> _Stated task 1_: Reproduce word for word the passage of the post on the Legends of Tomorrow mid-season finale that begins at the words "Legends of Tomorrow" and stops after "cameo of another.".
> _Stated task 2_: In the listing, rewrite every line from the one containing "building in the image above." through the one containing "220;60;238;75", instructions included, adding 140 to each box coordinate. Give only those lines.

> _Extract provided_:
####

Legends of Tomorrow Mid-season Finale
I’ve not been paying really close attention to this show. Just sort of watching it off and on, and enough to know who the main characters are, and the general plot-line. The show just came off of a four-way combination plot, involving Arrow, Supergirl, The Flash, Nazi versions of the main characters, the death of one of my favorite characters, and the cameo of another.
I didn’t care too much for all the Nazi shit, though. For some reason, now that there are real, actual, Nazis having parades in the streets, media content providers (who are primarily White and male) have decided that now is the proper time to tell alternative timeline stories about them. I can’t help but feel that treating Nazis as little more than action movie villains helped fuel Americans laissez-faire attitude towards seeing real life ones, in that nobody takes them seriously. The refusal to take 45 seriously is part of what lead to him winning the last election, so I don’t want to think about what the refusal to take these pseudo Nazis seriously will cause to happen here. (Treating Nazis as little more than story prompts also serves to humanize and normalize them as well.)

####

> _Extracted material_:
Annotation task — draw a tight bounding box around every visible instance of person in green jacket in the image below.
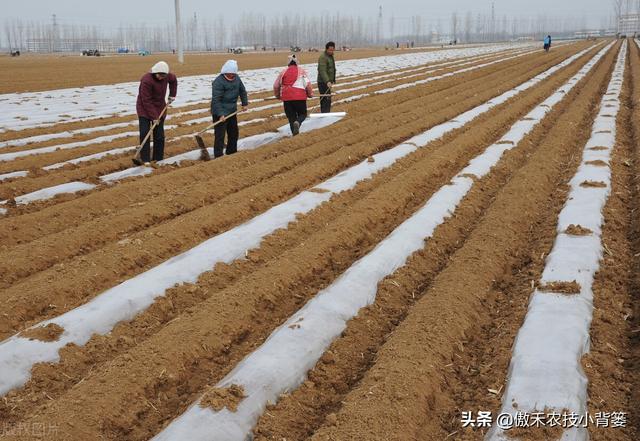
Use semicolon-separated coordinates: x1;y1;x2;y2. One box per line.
211;60;249;158
318;41;336;113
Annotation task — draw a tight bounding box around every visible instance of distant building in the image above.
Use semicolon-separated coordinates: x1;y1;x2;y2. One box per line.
573;30;602;39
26;38;118;52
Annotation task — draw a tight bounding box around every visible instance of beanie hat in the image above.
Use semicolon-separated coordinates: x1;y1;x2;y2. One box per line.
151;61;169;74
220;60;238;75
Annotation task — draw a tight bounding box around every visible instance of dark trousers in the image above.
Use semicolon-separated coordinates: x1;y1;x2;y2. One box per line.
138;116;164;162
213;115;240;158
284;100;307;133
318;83;331;113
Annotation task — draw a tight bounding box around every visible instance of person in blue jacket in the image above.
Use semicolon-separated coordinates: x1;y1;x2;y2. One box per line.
211;60;249;158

####

> _Full response 1_:
Legends of Tomorrow Mid-season Finale
I’ve not been paying really close attention to this show. Just sort of watching it off and on, and enough to know who the main characters are, and the general plot-line. The show just came off of a four-way combination plot, involving Arrow, Supergirl, The Flash, Nazi versions of the main characters, the death of one of my favorite characters, and the cameo of another.

> _Full response 2_:
Annotation task — draw a tight bounding box around every visible instance of distant building in the image above.
Use semicolon-separated coordinates: x1;y1;x2;y2. One box per line.
713;170;742;179
166;178;258;192
Annotation task — draw a tight bounding box around every visible instance of beanie hat in the image above.
Use semicolon-separated coordinates: x1;y1;x2;y2. One box per line.
291;201;309;214
360;200;378;215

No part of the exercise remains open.